Give the lines of the material from its first line through the line containing "x=506 y=589" as a numbered list, leaving out any blank lines.

# Start of DATASET RECORDS

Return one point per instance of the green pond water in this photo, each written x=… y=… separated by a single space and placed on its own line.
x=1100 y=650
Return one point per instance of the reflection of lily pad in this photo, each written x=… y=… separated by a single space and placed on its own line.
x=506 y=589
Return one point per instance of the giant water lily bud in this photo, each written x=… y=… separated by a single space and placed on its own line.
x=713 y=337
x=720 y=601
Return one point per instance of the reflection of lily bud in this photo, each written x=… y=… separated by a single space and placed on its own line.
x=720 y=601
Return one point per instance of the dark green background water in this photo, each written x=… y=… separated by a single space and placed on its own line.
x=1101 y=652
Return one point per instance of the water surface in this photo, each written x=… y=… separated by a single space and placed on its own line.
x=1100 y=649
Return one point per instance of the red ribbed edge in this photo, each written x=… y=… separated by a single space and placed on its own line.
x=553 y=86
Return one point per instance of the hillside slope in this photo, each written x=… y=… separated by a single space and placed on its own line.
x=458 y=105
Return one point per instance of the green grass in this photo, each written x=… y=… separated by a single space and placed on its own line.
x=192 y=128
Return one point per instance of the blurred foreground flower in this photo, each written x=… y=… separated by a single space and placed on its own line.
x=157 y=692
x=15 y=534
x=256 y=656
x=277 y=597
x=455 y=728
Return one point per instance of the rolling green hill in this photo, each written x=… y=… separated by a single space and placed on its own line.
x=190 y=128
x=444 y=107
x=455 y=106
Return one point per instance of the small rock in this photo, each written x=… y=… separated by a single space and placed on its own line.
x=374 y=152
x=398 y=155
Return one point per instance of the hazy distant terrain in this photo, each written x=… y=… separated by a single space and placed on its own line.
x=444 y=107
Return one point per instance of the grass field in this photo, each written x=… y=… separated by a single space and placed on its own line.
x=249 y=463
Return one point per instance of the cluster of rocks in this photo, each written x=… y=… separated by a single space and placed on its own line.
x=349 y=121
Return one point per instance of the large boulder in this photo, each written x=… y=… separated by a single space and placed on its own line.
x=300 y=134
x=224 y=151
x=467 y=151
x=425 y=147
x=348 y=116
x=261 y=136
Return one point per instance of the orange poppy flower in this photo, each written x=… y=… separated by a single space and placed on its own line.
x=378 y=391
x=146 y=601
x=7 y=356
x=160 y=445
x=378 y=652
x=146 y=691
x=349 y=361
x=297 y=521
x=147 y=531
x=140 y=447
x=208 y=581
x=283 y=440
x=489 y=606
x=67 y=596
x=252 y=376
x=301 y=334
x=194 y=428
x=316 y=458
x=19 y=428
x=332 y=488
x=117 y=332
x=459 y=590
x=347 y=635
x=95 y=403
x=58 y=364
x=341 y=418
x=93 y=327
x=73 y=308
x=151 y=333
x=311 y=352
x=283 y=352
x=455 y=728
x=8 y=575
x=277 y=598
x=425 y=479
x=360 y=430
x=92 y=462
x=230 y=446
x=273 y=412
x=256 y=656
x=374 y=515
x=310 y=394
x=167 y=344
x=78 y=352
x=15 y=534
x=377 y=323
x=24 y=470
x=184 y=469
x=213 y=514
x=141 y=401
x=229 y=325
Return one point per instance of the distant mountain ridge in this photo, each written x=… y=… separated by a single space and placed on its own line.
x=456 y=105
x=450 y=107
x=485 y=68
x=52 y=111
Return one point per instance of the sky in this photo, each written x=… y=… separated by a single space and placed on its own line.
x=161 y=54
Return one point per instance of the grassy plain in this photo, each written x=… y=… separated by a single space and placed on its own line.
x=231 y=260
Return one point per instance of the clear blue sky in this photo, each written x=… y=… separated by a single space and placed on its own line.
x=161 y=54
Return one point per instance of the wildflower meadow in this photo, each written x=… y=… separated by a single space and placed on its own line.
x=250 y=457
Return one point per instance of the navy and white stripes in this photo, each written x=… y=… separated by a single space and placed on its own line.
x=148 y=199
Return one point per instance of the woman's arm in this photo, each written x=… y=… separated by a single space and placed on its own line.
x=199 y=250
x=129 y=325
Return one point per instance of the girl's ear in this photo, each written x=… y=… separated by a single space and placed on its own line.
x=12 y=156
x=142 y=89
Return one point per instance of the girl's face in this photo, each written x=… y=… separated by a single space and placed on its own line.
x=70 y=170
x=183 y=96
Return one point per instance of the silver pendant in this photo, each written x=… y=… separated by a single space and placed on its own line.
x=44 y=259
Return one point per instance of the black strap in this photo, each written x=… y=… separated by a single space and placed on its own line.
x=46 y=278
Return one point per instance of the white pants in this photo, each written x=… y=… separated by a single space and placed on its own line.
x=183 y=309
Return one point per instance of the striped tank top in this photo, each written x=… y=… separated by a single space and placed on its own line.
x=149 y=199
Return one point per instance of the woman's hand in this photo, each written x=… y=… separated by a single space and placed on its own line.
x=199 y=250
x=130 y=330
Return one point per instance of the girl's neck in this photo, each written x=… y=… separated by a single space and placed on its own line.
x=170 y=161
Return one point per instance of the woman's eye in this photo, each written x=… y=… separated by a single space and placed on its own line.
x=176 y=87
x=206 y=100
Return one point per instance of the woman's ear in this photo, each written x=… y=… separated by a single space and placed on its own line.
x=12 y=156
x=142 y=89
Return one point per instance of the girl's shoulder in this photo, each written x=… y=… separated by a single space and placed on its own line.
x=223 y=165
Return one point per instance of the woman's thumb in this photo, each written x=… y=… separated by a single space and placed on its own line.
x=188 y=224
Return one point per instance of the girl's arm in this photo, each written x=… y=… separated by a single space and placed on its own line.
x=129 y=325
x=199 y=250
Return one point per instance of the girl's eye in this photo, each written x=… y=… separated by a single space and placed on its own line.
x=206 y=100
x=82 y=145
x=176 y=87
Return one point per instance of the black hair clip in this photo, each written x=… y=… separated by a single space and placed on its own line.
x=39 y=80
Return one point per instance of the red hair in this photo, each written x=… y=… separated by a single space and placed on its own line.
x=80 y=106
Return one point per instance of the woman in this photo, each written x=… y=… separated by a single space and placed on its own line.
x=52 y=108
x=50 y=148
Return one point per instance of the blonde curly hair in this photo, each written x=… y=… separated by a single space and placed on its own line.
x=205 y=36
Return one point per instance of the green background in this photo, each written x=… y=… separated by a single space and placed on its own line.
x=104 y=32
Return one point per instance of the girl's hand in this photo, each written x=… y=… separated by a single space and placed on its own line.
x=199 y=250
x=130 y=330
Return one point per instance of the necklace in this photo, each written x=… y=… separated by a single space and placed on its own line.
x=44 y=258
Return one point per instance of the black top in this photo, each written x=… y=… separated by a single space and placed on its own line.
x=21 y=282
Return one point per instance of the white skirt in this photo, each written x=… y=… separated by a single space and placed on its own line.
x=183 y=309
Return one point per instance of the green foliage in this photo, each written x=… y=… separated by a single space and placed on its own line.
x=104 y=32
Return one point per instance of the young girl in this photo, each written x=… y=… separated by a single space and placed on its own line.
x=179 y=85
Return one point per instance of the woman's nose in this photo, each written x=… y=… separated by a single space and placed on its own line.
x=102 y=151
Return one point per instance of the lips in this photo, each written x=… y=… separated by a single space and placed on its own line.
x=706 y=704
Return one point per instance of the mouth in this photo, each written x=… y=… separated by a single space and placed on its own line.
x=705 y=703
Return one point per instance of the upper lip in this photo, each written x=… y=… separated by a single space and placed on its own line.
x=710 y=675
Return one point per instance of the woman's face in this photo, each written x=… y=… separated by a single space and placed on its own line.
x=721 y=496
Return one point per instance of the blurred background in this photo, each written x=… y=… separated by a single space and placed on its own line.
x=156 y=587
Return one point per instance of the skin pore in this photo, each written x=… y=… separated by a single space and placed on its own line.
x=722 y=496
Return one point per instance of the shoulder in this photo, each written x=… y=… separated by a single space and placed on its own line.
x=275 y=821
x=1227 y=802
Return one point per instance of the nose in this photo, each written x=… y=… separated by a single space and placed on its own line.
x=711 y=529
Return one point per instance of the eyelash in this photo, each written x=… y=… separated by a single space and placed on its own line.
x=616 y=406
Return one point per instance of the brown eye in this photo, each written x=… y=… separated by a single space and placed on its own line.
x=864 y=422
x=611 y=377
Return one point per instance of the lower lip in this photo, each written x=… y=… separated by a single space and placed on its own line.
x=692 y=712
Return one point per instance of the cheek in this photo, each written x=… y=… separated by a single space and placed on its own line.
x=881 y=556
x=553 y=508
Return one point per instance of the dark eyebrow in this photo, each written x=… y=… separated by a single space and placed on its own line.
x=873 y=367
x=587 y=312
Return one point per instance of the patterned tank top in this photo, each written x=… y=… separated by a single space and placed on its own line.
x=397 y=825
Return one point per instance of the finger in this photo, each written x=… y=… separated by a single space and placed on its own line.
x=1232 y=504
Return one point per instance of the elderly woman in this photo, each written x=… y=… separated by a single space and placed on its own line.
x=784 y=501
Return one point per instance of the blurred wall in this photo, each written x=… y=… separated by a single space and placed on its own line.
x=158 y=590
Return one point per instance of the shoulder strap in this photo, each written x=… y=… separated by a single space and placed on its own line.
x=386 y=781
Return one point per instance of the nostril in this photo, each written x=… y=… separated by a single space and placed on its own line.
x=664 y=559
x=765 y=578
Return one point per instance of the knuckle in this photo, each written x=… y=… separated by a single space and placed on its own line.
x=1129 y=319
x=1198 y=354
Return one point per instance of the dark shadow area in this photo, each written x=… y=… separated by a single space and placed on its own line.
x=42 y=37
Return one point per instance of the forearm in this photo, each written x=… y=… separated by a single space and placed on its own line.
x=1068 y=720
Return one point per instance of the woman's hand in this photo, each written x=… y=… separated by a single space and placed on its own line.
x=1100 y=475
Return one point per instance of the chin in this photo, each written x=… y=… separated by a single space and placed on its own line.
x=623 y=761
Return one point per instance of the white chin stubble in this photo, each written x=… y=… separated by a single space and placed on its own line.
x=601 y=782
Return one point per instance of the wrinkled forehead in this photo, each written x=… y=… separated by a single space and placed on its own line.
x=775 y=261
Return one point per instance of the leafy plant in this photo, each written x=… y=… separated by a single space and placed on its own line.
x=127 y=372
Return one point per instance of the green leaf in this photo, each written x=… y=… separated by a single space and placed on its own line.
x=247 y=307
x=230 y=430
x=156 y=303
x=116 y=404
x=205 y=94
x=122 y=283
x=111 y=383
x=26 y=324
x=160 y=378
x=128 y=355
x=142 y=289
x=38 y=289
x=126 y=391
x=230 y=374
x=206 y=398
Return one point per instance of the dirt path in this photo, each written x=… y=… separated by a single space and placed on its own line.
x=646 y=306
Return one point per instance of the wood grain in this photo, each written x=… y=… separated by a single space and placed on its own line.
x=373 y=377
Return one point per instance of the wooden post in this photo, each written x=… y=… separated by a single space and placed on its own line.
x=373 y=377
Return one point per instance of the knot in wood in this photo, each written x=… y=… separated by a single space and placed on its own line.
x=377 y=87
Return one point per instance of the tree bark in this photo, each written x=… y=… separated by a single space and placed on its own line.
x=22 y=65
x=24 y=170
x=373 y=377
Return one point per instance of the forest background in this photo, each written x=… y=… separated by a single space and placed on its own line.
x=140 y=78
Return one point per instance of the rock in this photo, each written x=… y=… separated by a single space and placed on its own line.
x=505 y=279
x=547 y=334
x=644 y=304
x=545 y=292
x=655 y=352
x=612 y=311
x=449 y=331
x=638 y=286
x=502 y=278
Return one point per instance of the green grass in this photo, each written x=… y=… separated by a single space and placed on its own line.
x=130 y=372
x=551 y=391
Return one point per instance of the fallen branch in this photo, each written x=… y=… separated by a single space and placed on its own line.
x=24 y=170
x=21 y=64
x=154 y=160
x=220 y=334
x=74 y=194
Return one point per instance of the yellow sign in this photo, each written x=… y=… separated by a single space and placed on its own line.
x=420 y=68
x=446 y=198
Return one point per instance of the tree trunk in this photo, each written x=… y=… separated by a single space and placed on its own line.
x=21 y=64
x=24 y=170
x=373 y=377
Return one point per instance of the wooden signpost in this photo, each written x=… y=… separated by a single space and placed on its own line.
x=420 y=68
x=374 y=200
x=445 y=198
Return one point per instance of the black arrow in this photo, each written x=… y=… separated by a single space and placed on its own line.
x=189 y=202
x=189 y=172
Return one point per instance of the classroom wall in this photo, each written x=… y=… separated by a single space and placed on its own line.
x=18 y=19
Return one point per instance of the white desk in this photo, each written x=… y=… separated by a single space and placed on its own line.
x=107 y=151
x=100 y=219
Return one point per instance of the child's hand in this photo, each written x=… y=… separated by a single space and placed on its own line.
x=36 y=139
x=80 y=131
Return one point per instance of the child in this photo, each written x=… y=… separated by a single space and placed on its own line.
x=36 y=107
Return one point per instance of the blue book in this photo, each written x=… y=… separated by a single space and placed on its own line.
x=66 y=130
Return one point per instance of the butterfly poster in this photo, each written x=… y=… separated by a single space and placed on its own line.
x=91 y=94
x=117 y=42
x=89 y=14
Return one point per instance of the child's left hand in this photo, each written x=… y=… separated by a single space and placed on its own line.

# End of DATASET RECORDS

__SOLVED PROBLEM__.
1. Return one point per instance of the green pond water in this photo, each written x=… y=… separated by a single space and placed on its own line.
2. x=1100 y=650
3. Return one point per instance of the reflection of lily pad in this photo, each written x=… y=… separated by a single space and placed on its own line.
4. x=506 y=589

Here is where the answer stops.